**Written problem**
Rewrite the material between the lines holding "LOOKUP silver cabinet handle | emit_box" and "[597,2,640,142]", inclusive, changing "pendant light" to "hanging lamp" and leaving everything else untouched; return only those lines.

**Listed entries**
^^^^

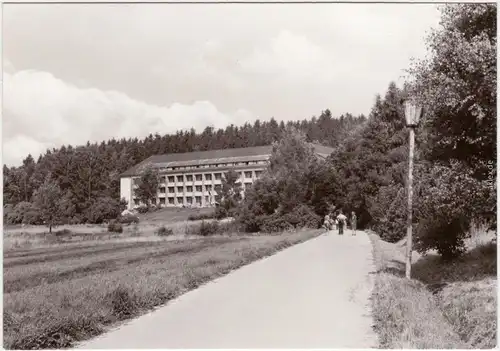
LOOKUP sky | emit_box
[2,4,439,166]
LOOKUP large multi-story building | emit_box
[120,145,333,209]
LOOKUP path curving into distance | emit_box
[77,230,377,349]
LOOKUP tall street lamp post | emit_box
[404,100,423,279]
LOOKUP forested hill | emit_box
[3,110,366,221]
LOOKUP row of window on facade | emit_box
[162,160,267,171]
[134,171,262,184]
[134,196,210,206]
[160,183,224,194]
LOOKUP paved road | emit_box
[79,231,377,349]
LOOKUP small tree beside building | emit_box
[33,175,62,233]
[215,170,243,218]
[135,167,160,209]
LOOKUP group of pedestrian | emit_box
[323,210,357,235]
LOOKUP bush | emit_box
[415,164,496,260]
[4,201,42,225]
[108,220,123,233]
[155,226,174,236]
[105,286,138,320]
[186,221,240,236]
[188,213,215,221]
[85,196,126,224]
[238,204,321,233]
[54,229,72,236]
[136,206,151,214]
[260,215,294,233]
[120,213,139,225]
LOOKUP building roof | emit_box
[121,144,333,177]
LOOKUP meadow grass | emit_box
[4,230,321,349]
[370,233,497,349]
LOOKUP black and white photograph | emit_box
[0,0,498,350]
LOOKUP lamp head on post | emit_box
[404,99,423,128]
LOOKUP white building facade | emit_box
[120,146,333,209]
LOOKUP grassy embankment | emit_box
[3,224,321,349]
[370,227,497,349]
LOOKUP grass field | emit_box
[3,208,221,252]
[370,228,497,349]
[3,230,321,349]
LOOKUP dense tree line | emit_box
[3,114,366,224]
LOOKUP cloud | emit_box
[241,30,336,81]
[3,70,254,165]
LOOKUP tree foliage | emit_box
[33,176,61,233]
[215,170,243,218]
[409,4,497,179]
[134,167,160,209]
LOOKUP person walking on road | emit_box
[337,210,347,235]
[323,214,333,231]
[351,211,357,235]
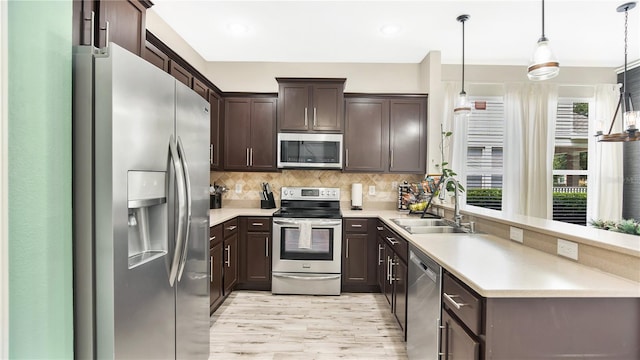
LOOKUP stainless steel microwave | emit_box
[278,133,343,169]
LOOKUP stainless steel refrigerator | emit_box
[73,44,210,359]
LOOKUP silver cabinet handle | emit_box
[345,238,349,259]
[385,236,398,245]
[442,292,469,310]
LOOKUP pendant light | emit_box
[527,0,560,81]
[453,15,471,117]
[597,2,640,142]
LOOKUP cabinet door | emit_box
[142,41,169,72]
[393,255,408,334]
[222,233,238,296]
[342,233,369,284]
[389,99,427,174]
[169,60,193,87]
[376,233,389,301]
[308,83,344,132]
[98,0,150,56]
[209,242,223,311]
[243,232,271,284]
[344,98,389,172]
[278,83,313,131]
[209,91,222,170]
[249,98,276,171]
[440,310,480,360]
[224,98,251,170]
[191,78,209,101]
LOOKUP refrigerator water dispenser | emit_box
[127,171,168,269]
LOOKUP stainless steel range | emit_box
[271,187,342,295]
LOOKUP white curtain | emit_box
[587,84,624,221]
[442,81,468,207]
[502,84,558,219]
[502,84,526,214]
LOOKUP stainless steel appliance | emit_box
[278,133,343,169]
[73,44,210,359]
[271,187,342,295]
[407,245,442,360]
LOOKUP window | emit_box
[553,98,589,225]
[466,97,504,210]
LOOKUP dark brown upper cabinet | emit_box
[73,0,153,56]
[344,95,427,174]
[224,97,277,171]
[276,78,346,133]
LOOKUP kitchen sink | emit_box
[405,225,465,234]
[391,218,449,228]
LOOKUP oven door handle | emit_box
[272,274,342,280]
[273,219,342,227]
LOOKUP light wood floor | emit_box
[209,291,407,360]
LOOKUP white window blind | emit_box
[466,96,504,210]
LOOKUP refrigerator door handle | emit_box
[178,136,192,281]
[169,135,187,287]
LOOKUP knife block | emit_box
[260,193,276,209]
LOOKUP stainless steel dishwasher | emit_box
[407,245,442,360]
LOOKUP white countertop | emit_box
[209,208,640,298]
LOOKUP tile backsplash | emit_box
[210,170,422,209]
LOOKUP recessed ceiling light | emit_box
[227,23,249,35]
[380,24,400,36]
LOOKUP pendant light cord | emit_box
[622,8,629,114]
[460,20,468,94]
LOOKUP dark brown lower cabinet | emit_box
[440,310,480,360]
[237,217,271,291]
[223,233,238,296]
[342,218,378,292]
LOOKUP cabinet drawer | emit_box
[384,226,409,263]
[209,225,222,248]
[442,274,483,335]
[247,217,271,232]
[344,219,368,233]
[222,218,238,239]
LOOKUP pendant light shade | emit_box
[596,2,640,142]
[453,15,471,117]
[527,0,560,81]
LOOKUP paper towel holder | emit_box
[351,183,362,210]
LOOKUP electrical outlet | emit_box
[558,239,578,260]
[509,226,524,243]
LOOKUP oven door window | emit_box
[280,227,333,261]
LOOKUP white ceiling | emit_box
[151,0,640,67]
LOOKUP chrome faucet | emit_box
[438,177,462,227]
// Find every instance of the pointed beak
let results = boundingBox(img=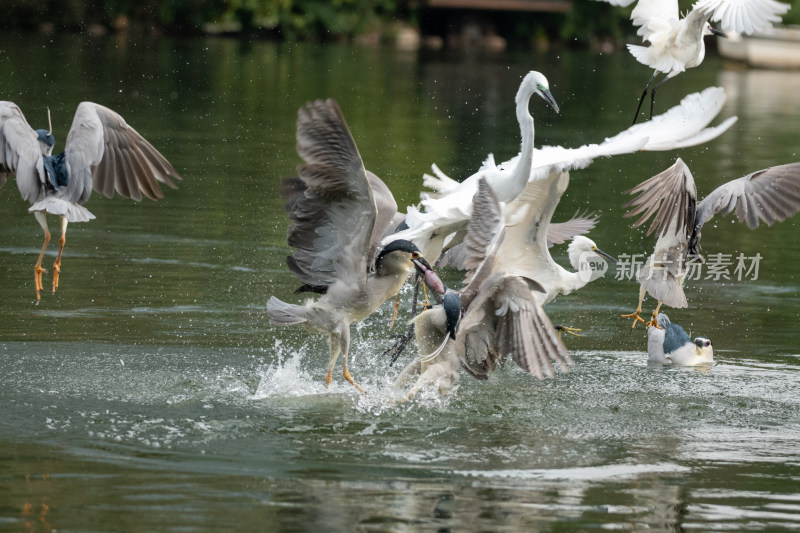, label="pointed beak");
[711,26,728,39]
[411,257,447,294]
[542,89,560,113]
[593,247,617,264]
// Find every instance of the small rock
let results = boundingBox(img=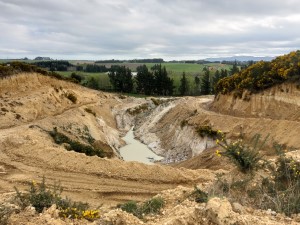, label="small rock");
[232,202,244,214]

^^^^

**Answer for this exercise**
LOOKUP silver cabinet handle | emit_box
[345,238,349,259]
[385,236,398,245]
[442,292,469,310]
LOOKUP hanging lamp | emit_box
[527,0,560,81]
[453,15,471,117]
[597,2,640,142]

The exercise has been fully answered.